- Given exercise a
Reproduce the mailing-list post below about simulating an STL vector in Haskell, word for word.

- Source extract
%%

[Haskell-cafe] Advice needed on best way to simulate an STL vector

Sebastian Sylvan sebastian.sylvan at gmail.com
Wed Apr 19 12:19:03 EDT 2006


On 4/19/06, Brian Hulley <brianh at metamilk.com> wrote:
> Hi -
> In C++, STL provides a vector class which behaves as an array except you can
> insert/delete elements from it. I'm wondering what is the best Haskell data
> structure to use to simulate this, either mutable or immutable.
>
> I've looked at the Array interface, but although there is the // operation
> to replace some elements, there does not appear to be a simple way to
> delete/insert elements.
>
> Ideally I'd like functions like:
>
> -- Insert new elements starting at the specified index, moving the others up
> to make room
> insert:: Array i e -> i -> [e] -> Array i e
>
> -- Delete a range of elements, moving later elements back down
> delete:: Array i e -> i -> i -> Array e
>
> -- Append a new element to the end of an array
> push_back :: Array i e -> e -> Array i e
>
> Is there an efficient way of implementing these operations in Haskell, based
> on arrays, or should I be using some other data structure altogether eg a
> list?

%%

- Listing
%%

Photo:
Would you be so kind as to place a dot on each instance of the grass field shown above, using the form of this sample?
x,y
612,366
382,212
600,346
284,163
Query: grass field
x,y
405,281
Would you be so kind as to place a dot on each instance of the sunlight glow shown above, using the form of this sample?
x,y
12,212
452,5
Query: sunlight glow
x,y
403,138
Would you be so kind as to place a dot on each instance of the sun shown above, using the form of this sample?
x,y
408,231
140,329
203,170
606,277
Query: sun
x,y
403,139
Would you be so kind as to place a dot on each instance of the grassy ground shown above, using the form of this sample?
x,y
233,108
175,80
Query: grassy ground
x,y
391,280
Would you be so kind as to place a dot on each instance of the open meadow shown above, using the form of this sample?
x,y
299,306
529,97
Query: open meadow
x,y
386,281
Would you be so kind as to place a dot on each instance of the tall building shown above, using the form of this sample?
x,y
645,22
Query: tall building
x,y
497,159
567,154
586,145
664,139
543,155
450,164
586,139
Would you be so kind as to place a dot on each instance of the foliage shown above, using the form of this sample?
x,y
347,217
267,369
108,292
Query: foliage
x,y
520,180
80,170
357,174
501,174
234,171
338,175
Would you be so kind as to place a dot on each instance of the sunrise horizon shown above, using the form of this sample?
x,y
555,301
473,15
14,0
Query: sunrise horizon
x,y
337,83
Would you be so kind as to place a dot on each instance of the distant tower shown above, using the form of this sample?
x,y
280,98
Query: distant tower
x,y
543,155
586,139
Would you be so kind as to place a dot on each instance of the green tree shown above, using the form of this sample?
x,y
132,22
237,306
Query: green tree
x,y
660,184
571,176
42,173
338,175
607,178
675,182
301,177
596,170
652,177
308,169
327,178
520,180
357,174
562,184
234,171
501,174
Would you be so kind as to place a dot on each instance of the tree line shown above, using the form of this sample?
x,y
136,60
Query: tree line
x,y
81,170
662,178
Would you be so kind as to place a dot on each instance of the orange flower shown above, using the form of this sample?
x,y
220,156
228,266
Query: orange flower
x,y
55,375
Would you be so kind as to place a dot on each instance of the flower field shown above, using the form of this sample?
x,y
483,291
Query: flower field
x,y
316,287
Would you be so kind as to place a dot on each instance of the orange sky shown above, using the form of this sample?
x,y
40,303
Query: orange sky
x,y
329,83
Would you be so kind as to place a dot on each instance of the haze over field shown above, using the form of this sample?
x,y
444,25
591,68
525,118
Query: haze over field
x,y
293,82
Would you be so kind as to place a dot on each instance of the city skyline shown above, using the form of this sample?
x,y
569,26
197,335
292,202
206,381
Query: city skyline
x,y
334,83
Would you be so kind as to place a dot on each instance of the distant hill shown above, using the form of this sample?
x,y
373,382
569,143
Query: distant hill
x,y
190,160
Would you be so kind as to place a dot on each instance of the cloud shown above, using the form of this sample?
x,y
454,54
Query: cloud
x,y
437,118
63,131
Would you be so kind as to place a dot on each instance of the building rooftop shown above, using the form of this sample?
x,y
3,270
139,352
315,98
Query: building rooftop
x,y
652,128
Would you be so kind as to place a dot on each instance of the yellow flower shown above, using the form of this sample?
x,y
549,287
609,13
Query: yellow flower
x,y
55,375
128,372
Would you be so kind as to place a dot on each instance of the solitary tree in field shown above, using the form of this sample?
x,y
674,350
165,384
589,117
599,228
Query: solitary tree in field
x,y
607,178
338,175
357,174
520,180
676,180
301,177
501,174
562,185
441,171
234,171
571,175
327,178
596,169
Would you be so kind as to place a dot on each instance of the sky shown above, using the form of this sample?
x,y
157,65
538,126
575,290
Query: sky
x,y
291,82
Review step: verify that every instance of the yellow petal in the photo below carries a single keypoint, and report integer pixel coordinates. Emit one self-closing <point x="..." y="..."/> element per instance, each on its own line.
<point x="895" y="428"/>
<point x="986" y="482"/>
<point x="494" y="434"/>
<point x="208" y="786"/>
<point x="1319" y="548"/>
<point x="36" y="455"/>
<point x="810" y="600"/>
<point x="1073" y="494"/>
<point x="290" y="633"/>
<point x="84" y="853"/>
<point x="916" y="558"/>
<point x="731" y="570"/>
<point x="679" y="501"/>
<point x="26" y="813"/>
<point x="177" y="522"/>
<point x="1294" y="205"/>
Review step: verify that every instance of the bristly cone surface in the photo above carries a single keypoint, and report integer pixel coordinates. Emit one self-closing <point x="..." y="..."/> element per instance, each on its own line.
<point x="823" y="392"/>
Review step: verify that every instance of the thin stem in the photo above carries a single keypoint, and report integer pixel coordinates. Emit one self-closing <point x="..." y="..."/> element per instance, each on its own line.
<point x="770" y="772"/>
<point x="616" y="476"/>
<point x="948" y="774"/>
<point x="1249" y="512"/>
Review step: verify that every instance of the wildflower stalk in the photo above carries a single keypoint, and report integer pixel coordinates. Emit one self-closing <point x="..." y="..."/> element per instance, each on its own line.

%%

- Given exercise b
From the records above, return each line that contains the word "foliage".

- Correct result a
[Haskell-cafe] Advice needed on best way to simulate an STL vector

Sebastian Sylvan sebastian.sylvan at gmail.com
Wed Apr 19 12:19:03 EDT 2006


On 4/19/06, Brian Hulley <brianh at metamilk.com> wrote:
> Hi -
> In C++, STL provides a vector class which behaves as an array except you can
> insert/delete elements from it. I'm wondering what is the best Haskell data
> structure to use to simulate this, either mutable or immutable.
>
> I've looked at the Array interface, but although there is the // operation
> to replace some elements, there does not appear to be a simple way to
> delete/insert elements.
>
> Ideally I'd like functions like:
>
> -- Insert new elements starting at the specified index, moving the others up
> to make room
> insert:: Array i e -> i -> [e] -> Array i e
>
> -- Delete a range of elements, moving later elements back down
> delete:: Array i e -> i -> i -> Array e
>
> -- Append a new element to the end of an array
> push_back :: Array i e -> e -> Array i e
>
> Is there an efficient way of implementing these operations in Haskell, based
> on arrays, or should I be using some other data structure altogether eg a
> list?

- Correct result b
Would you be so kind as to place a dot on each instance of the foliage shown above, using the form of this sample?
Query: foliage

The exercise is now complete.